= Exercise objective =
Find the line containing "One point per instance, each like (269, 57).", then output it and every line after it through the end of the listing below, exactly as written.

= Data provided =

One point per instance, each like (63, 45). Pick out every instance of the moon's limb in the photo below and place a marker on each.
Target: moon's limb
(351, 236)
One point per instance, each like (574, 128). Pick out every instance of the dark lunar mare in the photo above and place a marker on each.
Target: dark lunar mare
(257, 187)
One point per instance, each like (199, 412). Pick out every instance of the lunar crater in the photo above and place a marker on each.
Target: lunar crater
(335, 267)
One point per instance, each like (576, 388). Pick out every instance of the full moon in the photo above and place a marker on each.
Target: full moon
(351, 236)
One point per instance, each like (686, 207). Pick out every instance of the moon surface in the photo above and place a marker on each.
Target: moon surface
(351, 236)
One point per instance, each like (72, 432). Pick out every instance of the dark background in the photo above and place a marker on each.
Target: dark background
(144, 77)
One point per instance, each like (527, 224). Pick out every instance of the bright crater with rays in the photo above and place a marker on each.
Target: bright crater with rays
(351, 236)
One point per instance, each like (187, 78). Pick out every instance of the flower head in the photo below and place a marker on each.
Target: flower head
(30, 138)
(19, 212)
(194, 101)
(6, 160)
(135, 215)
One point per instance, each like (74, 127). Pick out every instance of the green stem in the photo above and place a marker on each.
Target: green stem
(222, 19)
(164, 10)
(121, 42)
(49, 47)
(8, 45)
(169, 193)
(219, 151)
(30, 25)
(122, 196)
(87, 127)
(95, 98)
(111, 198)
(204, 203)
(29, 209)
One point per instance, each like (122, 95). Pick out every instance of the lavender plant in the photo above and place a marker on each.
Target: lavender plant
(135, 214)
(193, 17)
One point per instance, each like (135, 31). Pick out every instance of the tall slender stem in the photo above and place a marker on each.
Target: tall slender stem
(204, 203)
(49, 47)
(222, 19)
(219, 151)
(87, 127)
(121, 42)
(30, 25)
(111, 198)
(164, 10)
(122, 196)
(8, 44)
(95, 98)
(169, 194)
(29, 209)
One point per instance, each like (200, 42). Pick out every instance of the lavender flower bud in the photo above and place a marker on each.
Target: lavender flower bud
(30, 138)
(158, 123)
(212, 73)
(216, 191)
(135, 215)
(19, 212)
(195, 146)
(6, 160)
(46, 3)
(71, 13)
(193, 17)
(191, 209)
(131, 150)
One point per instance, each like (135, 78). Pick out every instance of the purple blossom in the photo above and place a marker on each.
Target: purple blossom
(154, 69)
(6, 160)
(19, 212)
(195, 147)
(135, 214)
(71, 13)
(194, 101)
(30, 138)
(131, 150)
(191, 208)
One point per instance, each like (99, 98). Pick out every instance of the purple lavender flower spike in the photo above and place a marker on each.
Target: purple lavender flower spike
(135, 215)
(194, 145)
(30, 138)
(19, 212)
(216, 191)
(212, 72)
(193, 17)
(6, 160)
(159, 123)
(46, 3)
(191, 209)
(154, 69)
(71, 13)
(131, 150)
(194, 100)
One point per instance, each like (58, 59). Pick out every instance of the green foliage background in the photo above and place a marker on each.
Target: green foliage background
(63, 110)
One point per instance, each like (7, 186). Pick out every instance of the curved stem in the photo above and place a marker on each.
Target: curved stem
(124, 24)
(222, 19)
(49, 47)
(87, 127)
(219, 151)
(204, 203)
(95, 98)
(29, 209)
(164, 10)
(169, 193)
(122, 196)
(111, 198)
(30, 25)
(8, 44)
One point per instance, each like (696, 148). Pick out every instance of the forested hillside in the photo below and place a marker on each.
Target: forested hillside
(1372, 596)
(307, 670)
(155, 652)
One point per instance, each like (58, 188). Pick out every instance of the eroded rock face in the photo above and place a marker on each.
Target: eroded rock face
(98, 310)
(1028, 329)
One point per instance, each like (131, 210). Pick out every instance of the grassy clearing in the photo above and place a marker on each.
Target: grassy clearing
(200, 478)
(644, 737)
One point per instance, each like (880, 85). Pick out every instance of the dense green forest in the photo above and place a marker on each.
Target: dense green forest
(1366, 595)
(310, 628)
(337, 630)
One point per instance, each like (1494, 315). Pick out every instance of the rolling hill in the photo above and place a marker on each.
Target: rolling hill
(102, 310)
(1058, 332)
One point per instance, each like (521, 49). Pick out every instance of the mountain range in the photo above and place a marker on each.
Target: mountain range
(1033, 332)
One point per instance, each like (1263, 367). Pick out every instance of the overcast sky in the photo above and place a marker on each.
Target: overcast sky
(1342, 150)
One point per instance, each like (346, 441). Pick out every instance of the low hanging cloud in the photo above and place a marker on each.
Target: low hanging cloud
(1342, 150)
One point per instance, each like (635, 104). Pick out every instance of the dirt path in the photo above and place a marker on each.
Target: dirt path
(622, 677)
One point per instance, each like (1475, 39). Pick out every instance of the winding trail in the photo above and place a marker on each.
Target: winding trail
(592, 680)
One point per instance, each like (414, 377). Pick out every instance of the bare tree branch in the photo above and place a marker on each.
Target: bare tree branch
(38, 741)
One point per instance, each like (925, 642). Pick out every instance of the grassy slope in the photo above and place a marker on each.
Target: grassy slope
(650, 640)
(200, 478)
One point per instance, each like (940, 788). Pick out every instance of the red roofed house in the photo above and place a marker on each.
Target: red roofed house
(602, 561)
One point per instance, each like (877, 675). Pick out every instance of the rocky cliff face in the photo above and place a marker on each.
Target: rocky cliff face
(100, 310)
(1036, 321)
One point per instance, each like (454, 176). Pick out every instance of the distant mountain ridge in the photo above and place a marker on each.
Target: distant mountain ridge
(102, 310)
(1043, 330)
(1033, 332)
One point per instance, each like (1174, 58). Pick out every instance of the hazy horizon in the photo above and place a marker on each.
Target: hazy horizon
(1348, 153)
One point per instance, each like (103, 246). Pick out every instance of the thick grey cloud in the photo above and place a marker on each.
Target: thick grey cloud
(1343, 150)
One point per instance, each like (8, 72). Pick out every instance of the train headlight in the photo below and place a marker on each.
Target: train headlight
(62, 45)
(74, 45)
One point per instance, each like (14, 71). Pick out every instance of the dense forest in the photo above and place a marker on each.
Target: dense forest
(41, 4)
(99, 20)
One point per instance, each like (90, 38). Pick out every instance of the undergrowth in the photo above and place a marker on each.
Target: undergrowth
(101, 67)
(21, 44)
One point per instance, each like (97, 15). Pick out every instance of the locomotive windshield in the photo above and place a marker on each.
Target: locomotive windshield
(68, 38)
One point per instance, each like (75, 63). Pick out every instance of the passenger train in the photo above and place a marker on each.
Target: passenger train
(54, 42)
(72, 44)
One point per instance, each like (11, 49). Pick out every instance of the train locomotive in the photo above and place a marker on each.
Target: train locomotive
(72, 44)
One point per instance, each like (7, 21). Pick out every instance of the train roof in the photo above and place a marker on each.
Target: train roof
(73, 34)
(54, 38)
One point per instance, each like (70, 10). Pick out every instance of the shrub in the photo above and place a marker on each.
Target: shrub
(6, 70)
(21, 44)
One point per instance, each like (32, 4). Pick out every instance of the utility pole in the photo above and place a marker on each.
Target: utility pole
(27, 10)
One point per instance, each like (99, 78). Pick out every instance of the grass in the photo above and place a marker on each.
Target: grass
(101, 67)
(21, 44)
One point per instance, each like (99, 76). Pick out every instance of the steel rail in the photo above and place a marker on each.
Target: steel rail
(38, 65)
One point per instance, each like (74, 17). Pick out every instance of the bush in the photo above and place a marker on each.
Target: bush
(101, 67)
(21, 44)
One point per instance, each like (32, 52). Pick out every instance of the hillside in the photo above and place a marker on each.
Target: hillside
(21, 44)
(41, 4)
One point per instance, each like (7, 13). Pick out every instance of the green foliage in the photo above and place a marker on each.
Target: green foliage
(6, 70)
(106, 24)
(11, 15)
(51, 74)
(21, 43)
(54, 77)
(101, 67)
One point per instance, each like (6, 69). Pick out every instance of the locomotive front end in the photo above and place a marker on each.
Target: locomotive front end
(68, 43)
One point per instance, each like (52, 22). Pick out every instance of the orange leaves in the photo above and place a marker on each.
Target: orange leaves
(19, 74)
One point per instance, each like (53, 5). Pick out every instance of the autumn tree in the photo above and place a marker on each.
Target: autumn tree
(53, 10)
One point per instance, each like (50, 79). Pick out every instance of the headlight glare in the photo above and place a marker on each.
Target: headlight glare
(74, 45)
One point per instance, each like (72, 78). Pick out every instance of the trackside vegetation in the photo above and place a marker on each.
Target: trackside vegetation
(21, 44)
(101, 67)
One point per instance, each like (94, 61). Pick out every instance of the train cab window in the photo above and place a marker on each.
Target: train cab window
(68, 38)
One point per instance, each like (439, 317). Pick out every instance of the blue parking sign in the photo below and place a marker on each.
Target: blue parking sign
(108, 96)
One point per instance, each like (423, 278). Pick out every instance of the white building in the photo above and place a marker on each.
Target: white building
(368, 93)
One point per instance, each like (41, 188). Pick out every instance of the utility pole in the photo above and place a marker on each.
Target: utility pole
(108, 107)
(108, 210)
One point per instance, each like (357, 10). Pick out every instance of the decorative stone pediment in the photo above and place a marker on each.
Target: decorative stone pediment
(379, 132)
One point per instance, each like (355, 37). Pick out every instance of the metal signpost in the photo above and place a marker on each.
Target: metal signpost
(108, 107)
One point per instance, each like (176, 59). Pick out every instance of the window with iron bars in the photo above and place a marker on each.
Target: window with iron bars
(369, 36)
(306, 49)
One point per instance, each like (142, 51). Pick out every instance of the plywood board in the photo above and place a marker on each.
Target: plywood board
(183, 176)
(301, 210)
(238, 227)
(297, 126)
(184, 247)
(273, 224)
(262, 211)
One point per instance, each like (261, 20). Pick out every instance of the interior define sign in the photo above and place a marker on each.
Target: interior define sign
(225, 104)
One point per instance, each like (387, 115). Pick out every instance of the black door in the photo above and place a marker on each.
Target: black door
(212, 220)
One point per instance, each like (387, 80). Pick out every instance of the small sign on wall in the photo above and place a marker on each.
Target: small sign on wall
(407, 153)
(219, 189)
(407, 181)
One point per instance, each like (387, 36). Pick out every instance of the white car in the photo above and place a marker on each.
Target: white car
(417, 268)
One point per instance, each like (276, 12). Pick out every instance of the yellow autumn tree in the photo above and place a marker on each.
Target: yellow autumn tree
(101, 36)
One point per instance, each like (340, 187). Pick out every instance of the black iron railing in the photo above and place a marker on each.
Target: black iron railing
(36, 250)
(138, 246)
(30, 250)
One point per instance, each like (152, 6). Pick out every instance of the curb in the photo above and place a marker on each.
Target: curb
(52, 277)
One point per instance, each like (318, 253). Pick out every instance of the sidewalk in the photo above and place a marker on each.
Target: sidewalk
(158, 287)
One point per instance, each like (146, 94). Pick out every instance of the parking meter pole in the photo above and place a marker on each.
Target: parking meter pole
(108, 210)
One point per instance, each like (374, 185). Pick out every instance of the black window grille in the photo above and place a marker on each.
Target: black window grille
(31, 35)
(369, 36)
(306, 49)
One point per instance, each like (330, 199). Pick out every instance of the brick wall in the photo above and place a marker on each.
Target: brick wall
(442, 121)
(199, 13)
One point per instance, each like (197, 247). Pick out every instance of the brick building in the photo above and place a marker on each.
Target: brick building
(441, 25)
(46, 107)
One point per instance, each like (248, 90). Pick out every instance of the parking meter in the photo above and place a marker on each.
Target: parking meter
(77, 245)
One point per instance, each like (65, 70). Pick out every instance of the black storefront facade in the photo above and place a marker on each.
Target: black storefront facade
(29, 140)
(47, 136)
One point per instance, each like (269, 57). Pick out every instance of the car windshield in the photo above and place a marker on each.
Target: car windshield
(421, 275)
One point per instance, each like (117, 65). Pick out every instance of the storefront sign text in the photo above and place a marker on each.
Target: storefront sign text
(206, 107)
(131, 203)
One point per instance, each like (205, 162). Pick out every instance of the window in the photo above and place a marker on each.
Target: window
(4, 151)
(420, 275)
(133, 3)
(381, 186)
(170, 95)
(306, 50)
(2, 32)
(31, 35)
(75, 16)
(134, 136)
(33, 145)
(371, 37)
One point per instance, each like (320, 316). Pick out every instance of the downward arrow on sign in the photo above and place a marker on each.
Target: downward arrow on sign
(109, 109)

= Task output =
One point per instance, each like (269, 57). Pick out every instance of the car windshield in the photo above and place a marker on each.
Target: car windshield
(421, 275)
One point per instance, each like (117, 65). Pick out every instance of the storefront sign text in the photo above and place a marker on each.
Target: storefront sign text
(206, 107)
(131, 203)
One point per instance, each like (205, 162). Pick out every instance of the window in the photo above and place a marker on each.
Target: window
(4, 151)
(420, 275)
(133, 3)
(381, 186)
(170, 95)
(306, 50)
(2, 32)
(31, 35)
(75, 16)
(134, 136)
(33, 145)
(371, 37)
One point per instance, each like (320, 316). Pick out every instance of the downward arrow on sign in the photo above and place a marker on each.
Target: downward arrow on sign
(109, 109)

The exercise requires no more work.